**Job A**:
According to the Sheffield razor text, which trades were involved in making razors through the 19th century?
**Job B**:
From the Sheffield razor text, retype the part that opens with the words containing "Who made that?" and closes with "clear manufacturer’s stamp!".
**Job C**:
Pick up the Sheffield razor text where it stops and keep writing.

Who made that?

With 19th century Sheffield razors the most succinct answer is deeply unsatisfying: we simply don't know.

But it has a clear manufacturer’s stamp!

And yet, the answer is the same.

While that answer is disappointing, understanding the reason why is more interesting.

Before the turn of the 19th century and for maybe the first decade thereof, a manufacturer’s stamp had some chance of being the name or mark of the person who made the razor, or who chiefly assembled it. As the Sheffield cutlery trade began to seriously grow in the mid-18th century, the workshops expanded tremendously. With bigger workshops came more workers and a greater division of labor. Though, it is worth noting that grinders were considered their own trade skill as early 1750. Through the 19th century the trades involved in razor production were forgers, grinders, pressers, and hafters.

•Forgers took the raw steel, typically refined by another firm in Sheffield1 , and shaped it into a rough form using heat and a hammer. For some types of razor work, two hands were required and the forger had to hire a striker to work the hammer. The forgers made the 'nail hole' or pivot as well as impressing any stamps that went into the steel.

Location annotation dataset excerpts
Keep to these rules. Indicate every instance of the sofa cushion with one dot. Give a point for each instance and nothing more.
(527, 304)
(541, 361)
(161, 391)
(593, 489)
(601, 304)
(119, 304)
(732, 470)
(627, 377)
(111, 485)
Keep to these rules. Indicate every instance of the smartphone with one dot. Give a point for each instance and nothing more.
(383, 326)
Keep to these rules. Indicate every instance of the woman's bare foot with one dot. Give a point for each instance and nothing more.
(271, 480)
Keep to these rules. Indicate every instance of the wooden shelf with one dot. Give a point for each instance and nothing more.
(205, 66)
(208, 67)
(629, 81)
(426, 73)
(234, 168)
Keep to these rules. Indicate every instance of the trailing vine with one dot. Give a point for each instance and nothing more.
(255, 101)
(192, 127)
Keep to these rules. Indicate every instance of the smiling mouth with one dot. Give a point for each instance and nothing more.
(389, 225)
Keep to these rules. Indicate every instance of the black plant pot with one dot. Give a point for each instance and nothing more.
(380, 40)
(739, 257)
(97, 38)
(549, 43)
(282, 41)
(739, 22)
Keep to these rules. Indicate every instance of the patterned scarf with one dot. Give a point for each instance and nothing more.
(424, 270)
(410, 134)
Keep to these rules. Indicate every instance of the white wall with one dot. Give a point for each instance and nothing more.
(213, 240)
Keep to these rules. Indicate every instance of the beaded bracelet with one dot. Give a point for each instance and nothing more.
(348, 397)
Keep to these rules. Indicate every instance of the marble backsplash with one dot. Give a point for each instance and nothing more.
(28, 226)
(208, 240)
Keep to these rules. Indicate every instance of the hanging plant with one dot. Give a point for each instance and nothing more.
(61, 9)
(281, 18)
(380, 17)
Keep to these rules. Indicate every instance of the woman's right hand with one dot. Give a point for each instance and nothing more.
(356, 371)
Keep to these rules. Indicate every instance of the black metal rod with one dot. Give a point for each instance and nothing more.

**Task response A**:
Forgers, grinders, pressers, and hafters.

**Task response B**:
Who made that?

With 19th century Sheffield razors the most succinct answer is deeply unsatisfying: we simply don't know.

But it has a clear manufacturer’s stamp!

**Task response C**:
•Grinders had the most dangerous job. Most razor production had to be done 'dry', meaning the many different sized wheels they used to shape the blades ran dry (other parts of the cutlery trade used wheels that could be wetted or even run with sufficient water in the trough -- or trow as they called it -- to keep it constantly wet). A dry grinding wheel throws lots of sparks and dust, and the wheels were used up so quickly that there would be one or two replaced per-day. Wheels were delivered directly from the quarry and had to be 'hacked' and 'raced'. This meant a hole was drilled in the center for the axle, then it was spun at low speed while a steel tool 'raced' the surface until it was smooth. This process took upwards of half an hour during which the entire hull2 would be coated in dust. Grinding comprised multiple different steps of production beginning with shaping, moving on to glazing, then lapping and finally polishing.

It cost money to be a grinder, from paying rent on the trow, to powering the wheel. Even the cost of the gaslight came from the grinder's pocket. Each trow held three wheels so for tasks that required more than three workers, more rent had to be paid. Typically they were expected to bring their own tools, wheels and horsing3 . If tools were provided, their rent was increased. The rent on the space was due regardless of whether or not the grinder had work available. For production of razors, three or four separate grinders were required. The grinder with the stone wheel sits nearest the window, he shapes the blade. Behind him is the glazer who uses a wooden wheel wrapped in leather and coated in a mixture of glue and emery. Depending on the finish of the razor, there will be another worker using a lap, which is a lead-wrapped wheel. If the razor is to have a fine polish, then there will be a polisher at the very back. Boys and some girls aged 5 to 12 worked the polishing wheel, which turns much more slowly. It was a smaller wooden wheel coated in crocus -- a very fine grade of iron oxide made on premises.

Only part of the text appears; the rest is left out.